**STATED TASK A**. Copy the passage from the text on the African Synod starting at "Towards an African" and ending at "hearts not burning?".
**STATED TASK B**. Summarize the text on the African Synod in two sentences.
**STATED TASK C**.
Answer these questions on the text on the African Synod, one per line:
(i) In what month and year did the African Synod II end?
(ii) What did the bishops have no intention of building in Rome?
(iii) Which countries does the text name as examples of nations that endured oppression, invasion and pestilence?

==== READING TEXT ====

Towards an African Pentecost!
At the end of the African Synod II in October 2009 the reaction of the participants was like: Were our hearts not burning?
There was a feeling not just of relief for having finally reached the end, but also a remarkable sense of satisfaction for the job done. They didn’t hesitate to describe it as a new Pentecost.
Pentecost? Really? Perhaps strange! Was it because they were still in Rome enjoying the fraternity, good ambience, buoyed by the idealism of the proposals while still far, a good break, from their struggles in Africa and dioceses? Was it what they experienced there and then or as hope of the fruit after applying those propositions?
Was it not, therefore, too early to speak of Pentecost?
Anyway, whatever we may speculate, we cannot take from them the joy, and the satisfaction they experienced. It was a marvel at Rome, but the bishops at least had no intention of building tents in Rome. They were determined to come down the mountain to their churches. And so what they experienced was only a foretaste; the real Pentecost would come when the fire of the Spirit descended which would burn and transform into itself the hopes and pains of their flock in Africa.
The true measure of the Pentecost is when the entire African Church welcomes the fruit of the Synod and begins living it. The descent of the Spirit happened on a certain morning, but the transformation has been on-going in the Church.
In that case, what the Synod Fathers proclaimed as Pentecost was but just the beginning of such long and huge work that demands more than a good feeling, but a persevering effort that endures even the dryness of emotional consolation in confidence and faith in the One in whose mission we are only helpers. This transforming power of the spirit will start taking effect with a change of mentality.
Africa has suffered great wounds in history: slave trade, colonialism, injustice at international trade, the on-going wars fanned most often by external people who are blind to the horrible suffering of the innocent people just because for them it’s an occasion to gain.
Yet, despite all that, Africa is not just a passive victim. The injustice and oppression is not just something coming from without to which Africa is forced to submit. There are many Africans who themselves are active oppressors of their own people; they earn their bread by making victims their own people.
To move forward for a change, the African society needs a very serious introspection.
Moreover, real change and development will not come by crying over what others have done to us. In fact, every country on earth has a story to tell. The countries that we call developed or developing nations for example Spain, Russia, Brazil, China or India will tell stories of oppression, invasion and pestilence they endured for centuries.

==== GIVEN INFORMATION ====

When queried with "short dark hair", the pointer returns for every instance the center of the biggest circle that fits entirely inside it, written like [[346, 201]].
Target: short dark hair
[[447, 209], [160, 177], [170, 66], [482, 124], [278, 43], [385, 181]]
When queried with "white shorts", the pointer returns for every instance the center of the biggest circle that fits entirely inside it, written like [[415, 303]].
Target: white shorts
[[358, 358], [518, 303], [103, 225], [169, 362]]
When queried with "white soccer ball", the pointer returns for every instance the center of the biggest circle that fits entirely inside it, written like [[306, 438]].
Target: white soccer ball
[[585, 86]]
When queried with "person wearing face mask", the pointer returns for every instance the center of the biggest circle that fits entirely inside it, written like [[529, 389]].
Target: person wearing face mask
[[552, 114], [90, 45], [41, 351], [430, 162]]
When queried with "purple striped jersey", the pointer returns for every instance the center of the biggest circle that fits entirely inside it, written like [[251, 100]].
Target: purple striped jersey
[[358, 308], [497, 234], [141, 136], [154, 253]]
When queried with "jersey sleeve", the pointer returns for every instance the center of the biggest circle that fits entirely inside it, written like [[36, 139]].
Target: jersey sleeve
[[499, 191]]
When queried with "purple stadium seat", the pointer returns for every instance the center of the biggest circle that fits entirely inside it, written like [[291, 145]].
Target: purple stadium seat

====

**FULL RESPONSE A**.
Towards an African Pentecost!
At the end of the African Synod II in October 2009 the reaction of the participants was like: Were our hearts not burning?

**FULL RESPONSE B**. At the end of the African Synod II in October 2009, participants felt deep satisfaction and called it a new Pentecost, but the text treats that feeling as only a foretaste of a transformation that will come as the whole African Church lives out the Synod's fruit through persevering effort and a change of mentality. Africa has suffered slave trade, colonialism, unjust international trade and wars, yet many Africans oppress their own people, so the society needs serious introspection, since real change will not come from crying over what others have done.

**FULL RESPONSE C**.
(i) October 2009
(ii) Tents
(iii) Spain, Russia, Brazil, China and India